[Records from a collection]
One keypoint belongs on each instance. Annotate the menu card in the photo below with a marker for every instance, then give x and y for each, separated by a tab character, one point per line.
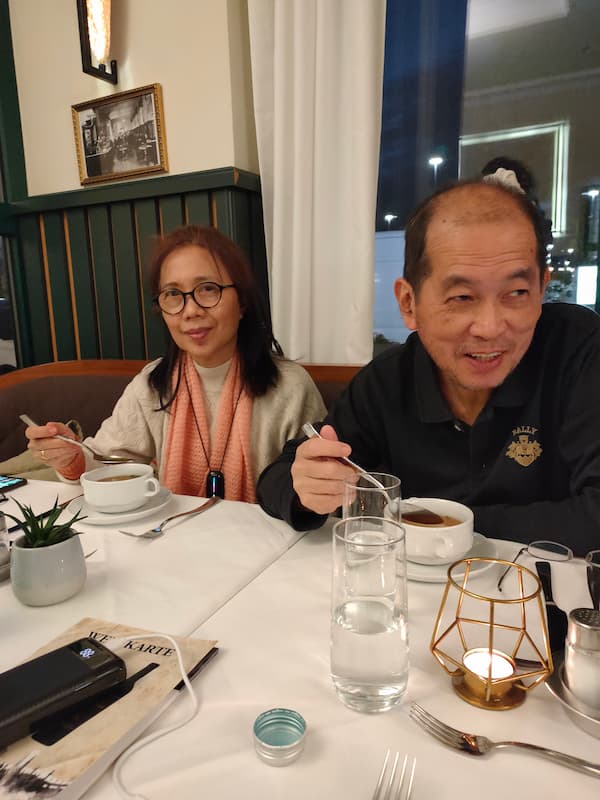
63	760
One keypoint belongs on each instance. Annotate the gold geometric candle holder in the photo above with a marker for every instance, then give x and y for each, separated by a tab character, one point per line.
494	647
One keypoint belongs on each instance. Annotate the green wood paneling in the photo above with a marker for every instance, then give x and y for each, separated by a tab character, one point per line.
171	212
11	150
83	283
104	278
130	296
16	271
60	290
35	313
147	224
102	302
197	206
137	190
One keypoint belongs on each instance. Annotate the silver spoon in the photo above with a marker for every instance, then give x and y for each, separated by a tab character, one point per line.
104	459
153	533
417	513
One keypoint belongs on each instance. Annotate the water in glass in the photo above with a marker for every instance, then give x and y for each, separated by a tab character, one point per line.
369	633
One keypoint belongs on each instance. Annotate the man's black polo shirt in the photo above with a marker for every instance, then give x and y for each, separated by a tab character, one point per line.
529	467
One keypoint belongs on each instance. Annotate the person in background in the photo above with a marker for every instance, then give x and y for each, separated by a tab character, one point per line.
513	173
493	399
221	402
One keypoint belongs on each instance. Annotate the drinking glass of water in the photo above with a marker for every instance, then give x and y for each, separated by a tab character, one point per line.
369	633
364	498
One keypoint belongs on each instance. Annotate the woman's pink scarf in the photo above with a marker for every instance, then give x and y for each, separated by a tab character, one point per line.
185	467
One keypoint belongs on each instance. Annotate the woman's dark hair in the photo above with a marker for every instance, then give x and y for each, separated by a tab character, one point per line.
255	341
416	264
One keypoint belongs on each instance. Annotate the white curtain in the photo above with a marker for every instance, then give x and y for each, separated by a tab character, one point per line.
317	73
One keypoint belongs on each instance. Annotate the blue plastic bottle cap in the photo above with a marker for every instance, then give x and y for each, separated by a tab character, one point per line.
279	736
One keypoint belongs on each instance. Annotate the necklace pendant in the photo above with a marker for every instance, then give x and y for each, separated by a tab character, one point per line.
215	484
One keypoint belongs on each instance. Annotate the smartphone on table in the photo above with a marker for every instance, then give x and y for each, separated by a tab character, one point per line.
53	683
8	482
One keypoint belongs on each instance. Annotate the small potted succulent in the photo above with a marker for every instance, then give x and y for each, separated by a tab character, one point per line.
47	564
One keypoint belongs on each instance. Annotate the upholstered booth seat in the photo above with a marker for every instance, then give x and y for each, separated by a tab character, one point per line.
87	391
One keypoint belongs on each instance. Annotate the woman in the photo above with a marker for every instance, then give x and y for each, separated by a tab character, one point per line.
220	404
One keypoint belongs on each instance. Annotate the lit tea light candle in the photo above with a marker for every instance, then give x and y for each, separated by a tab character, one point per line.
480	659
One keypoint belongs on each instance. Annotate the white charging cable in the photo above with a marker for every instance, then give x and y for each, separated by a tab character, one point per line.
115	644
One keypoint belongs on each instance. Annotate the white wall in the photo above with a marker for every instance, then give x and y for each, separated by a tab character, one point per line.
389	265
198	50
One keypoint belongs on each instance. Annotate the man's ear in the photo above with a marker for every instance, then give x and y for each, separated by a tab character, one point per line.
545	279
405	298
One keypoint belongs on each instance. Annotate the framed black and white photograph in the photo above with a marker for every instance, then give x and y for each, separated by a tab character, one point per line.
120	136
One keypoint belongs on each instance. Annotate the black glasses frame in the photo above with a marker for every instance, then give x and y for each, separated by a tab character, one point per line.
184	296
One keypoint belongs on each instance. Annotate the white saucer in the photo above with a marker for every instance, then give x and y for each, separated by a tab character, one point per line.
438	573
95	517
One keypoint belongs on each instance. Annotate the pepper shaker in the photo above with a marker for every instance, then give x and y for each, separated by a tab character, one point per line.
582	656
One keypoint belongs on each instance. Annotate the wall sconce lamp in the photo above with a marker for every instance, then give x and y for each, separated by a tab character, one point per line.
94	37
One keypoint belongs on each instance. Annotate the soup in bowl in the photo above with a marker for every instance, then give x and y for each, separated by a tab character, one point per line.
119	487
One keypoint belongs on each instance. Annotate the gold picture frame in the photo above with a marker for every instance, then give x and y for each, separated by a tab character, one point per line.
120	136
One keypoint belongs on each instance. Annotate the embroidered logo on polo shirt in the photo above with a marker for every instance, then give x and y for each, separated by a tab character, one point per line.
524	449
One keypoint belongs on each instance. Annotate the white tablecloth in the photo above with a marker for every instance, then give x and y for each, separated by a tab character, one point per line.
274	640
168	584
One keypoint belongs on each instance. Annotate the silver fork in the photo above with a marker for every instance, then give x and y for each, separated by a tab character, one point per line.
388	788
102	457
480	745
153	533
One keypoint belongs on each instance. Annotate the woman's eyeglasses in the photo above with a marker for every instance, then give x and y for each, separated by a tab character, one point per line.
550	551
206	295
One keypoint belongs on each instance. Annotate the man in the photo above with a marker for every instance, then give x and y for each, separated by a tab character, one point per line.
494	401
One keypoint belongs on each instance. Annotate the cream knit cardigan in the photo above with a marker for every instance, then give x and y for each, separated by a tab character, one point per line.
137	429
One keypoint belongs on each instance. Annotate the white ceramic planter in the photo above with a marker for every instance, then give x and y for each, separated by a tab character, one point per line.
41	576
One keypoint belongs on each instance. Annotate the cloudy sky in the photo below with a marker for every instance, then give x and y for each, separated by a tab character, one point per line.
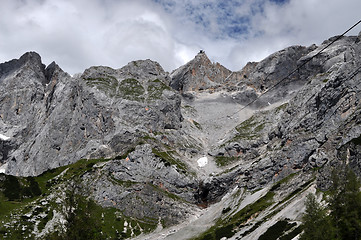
78	34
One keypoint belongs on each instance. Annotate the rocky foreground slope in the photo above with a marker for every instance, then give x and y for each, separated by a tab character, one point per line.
199	153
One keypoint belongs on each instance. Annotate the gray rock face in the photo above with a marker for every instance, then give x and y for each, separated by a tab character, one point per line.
132	116
199	74
51	116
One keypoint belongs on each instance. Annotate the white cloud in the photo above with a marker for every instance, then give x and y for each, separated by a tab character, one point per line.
80	33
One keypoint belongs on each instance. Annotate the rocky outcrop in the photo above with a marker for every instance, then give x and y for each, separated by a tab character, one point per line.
140	133
54	119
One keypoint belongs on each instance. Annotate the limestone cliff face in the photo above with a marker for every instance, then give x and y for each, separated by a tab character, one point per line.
141	131
199	74
53	119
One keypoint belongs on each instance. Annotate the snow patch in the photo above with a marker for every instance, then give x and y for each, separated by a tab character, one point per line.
202	162
3	137
3	168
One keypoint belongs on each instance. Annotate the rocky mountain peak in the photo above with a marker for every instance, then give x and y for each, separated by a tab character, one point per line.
199	74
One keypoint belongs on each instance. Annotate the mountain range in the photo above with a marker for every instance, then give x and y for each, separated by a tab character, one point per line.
199	153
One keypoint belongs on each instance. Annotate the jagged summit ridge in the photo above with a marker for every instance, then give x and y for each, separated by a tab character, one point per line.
142	132
199	74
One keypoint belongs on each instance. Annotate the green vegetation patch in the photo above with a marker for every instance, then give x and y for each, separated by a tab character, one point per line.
356	141
169	160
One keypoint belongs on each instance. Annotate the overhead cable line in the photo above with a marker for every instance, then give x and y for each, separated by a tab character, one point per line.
297	69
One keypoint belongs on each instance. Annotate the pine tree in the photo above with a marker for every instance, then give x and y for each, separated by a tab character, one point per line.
316	222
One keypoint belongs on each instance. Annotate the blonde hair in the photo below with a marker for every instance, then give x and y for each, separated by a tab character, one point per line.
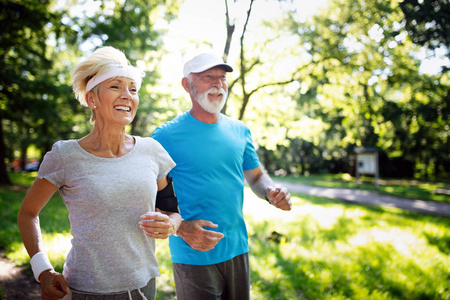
100	61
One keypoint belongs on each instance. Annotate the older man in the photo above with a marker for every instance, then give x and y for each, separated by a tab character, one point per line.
213	153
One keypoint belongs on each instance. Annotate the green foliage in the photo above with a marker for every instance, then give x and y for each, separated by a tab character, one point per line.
412	189
322	249
362	79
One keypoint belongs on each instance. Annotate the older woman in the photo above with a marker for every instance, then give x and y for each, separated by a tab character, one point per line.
115	187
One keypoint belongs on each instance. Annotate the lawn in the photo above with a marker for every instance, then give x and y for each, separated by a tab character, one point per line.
405	188
322	249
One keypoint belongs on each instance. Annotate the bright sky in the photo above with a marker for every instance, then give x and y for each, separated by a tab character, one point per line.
200	27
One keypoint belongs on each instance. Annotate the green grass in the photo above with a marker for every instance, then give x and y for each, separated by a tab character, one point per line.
327	249
412	189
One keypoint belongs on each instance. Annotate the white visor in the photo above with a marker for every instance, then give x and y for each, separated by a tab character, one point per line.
116	71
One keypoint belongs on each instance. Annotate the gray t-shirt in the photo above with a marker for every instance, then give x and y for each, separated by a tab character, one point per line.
105	198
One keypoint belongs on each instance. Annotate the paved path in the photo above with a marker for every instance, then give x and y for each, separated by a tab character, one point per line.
371	198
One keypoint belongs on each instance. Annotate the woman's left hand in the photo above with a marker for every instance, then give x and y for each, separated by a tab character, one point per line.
157	225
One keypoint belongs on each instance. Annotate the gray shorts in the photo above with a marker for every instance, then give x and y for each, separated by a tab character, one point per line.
228	280
149	291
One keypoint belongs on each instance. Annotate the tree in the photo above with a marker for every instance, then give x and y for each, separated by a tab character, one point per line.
365	83
428	22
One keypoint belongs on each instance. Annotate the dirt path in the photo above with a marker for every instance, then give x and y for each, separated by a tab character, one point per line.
15	284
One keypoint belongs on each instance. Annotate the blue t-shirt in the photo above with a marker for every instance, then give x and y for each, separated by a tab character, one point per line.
209	181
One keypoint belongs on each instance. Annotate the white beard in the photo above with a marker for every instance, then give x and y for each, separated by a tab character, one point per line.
212	107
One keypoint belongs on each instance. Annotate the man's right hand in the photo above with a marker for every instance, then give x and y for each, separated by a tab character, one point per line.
53	285
193	233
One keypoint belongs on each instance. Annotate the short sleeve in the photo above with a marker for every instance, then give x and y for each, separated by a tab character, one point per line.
251	159
52	168
165	162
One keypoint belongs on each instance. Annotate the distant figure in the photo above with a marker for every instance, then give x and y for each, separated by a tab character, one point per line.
110	182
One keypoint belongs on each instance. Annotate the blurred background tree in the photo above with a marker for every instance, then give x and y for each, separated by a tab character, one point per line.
311	89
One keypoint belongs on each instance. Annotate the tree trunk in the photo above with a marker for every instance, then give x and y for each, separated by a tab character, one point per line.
4	179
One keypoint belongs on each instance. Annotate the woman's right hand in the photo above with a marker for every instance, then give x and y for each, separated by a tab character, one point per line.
53	285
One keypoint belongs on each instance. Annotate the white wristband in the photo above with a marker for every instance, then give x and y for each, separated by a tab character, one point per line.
40	263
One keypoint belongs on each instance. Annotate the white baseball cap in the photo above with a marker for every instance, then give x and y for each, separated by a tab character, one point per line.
204	62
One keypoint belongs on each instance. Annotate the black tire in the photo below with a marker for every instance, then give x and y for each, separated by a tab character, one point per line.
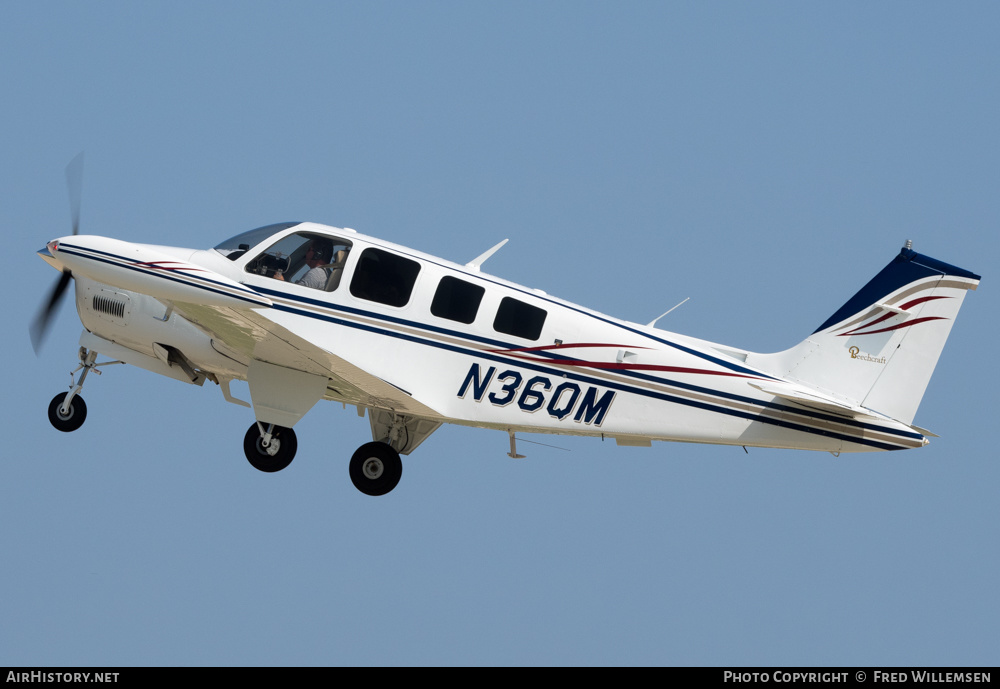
258	456
376	469
77	413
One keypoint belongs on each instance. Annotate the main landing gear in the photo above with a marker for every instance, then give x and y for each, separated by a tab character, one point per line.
376	468
67	410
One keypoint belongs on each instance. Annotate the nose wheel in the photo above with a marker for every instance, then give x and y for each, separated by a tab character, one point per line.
375	469
67	410
269	448
71	417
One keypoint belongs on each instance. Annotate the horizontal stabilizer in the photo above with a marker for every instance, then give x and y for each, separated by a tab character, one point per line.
813	400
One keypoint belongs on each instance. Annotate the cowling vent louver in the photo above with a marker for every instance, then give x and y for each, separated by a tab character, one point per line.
112	307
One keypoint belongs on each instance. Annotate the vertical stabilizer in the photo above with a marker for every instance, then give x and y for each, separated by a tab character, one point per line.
880	348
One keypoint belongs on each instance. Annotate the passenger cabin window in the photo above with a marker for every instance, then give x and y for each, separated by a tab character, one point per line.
304	258
457	300
384	277
519	319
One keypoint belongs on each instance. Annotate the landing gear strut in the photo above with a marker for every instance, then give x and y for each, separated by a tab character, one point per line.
269	448
67	410
376	468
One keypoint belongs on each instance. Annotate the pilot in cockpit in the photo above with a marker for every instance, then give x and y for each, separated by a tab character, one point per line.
318	257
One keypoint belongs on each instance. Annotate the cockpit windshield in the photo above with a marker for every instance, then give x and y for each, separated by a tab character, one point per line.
234	247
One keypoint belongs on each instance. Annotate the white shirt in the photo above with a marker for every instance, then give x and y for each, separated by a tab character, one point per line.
315	278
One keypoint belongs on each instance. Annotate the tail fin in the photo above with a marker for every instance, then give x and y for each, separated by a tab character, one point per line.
880	348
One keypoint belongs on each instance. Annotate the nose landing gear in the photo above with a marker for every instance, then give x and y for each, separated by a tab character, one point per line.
67	410
271	449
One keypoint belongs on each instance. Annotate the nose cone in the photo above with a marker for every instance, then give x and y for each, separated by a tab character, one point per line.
50	254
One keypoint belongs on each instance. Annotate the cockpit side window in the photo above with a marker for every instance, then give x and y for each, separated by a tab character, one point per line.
234	247
304	258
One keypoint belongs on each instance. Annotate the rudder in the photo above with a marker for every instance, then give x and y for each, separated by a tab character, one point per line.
880	348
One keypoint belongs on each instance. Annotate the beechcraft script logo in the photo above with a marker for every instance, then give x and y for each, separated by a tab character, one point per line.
862	356
563	401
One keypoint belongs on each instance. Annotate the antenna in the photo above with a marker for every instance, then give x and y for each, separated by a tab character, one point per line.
652	323
481	258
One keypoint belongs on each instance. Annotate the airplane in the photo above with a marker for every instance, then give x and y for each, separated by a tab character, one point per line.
305	312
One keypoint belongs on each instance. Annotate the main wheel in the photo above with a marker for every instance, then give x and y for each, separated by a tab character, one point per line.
375	469
71	420
277	456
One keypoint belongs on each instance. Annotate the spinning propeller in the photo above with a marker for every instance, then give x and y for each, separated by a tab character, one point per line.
74	181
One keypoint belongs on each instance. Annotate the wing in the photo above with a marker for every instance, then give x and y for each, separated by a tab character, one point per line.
246	335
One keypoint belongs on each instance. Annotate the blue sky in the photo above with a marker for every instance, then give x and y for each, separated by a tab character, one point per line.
764	159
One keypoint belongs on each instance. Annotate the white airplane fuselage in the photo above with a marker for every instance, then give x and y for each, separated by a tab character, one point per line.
579	372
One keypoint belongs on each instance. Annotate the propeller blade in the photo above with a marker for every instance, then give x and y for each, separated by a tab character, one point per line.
41	323
74	182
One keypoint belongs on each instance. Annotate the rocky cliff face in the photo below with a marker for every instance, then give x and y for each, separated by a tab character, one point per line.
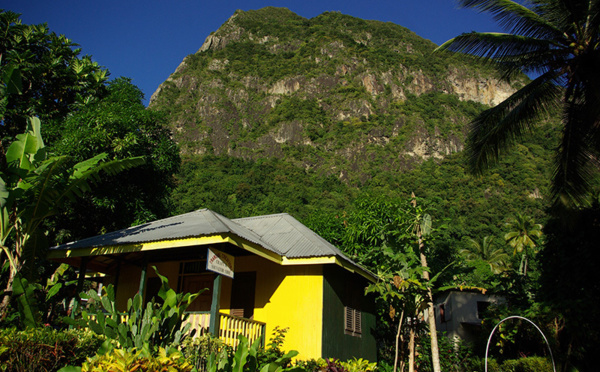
335	93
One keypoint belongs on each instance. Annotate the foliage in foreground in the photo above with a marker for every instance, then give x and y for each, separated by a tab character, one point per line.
119	360
142	327
45	349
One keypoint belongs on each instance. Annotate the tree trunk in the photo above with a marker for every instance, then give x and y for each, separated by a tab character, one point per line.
398	340
435	352
7	295
411	348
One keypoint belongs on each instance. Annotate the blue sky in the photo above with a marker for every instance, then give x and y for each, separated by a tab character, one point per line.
146	40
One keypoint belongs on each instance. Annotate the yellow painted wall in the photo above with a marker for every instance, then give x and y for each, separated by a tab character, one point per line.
289	296
286	296
129	284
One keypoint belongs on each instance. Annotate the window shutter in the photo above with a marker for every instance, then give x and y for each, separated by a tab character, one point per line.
352	321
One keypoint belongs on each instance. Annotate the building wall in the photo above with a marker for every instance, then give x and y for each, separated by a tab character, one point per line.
340	289
289	297
462	320
127	286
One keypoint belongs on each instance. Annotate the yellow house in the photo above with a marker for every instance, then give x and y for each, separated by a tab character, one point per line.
284	275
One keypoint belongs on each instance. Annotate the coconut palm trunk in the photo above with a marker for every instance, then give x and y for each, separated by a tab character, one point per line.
435	352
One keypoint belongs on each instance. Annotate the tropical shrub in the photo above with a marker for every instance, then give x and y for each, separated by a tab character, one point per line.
529	364
141	327
333	365
453	355
120	360
45	349
245	359
197	350
274	349
311	365
359	365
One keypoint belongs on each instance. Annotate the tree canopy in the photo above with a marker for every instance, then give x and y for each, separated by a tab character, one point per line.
559	42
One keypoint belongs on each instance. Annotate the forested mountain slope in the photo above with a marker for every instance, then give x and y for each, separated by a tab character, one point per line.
278	113
334	93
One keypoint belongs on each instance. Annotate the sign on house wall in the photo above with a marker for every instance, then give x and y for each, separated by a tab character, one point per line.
220	262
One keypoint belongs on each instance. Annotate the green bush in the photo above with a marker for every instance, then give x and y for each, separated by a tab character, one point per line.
274	349
197	350
120	360
45	349
359	365
311	365
245	359
530	364
143	326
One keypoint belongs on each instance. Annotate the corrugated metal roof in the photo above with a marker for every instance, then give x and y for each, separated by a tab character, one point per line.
279	233
292	237
203	222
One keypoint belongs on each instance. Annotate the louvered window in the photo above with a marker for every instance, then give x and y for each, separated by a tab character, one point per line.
352	321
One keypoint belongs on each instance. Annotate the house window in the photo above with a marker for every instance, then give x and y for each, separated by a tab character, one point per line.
352	321
193	277
482	308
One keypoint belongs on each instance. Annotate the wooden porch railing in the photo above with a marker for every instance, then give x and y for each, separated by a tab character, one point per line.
199	320
230	327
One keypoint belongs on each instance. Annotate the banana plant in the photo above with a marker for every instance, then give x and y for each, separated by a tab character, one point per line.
144	326
33	187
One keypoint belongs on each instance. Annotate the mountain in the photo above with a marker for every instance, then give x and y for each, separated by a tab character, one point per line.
335	94
278	113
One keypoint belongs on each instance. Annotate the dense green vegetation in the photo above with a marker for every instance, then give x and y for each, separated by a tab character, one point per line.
342	155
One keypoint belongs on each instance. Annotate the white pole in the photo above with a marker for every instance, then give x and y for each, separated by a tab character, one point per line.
522	318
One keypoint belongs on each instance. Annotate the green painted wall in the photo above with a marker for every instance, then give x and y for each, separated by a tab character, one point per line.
342	288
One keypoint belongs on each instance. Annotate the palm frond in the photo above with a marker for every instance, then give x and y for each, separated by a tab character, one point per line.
495	129
574	162
515	18
494	45
80	182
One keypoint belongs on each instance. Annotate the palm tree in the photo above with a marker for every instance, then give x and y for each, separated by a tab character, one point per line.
557	41
33	187
495	257
524	234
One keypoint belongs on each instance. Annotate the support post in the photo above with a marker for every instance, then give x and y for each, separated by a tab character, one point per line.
81	277
77	298
143	276
215	306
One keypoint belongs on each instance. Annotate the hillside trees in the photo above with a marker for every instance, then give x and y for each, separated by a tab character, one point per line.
33	187
120	126
559	41
393	238
54	78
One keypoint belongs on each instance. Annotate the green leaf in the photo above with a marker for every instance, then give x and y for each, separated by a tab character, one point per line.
19	152
12	79
23	291
70	369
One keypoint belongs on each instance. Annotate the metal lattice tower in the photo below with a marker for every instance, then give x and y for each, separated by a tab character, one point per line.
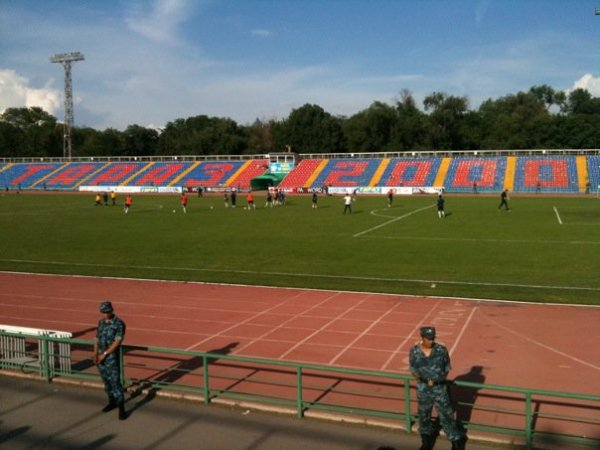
66	59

▸ PROBLEM DESCRIPTION: Starting at the line that contains "One keypoint belongs on each instance. Annotate the metal" and running through the end of the records, write those lines out again with "metal lattice tower" swapped for "steel lattice tower" and nothing else changed. Leave out the pictures.

▸ RESULT BELOW:
One keypoint belongs on each instance. Annotate the steel lattice tower in the photo below with a marker for every instance, then give x and y for each, separated by a tab character, one point per line.
66	59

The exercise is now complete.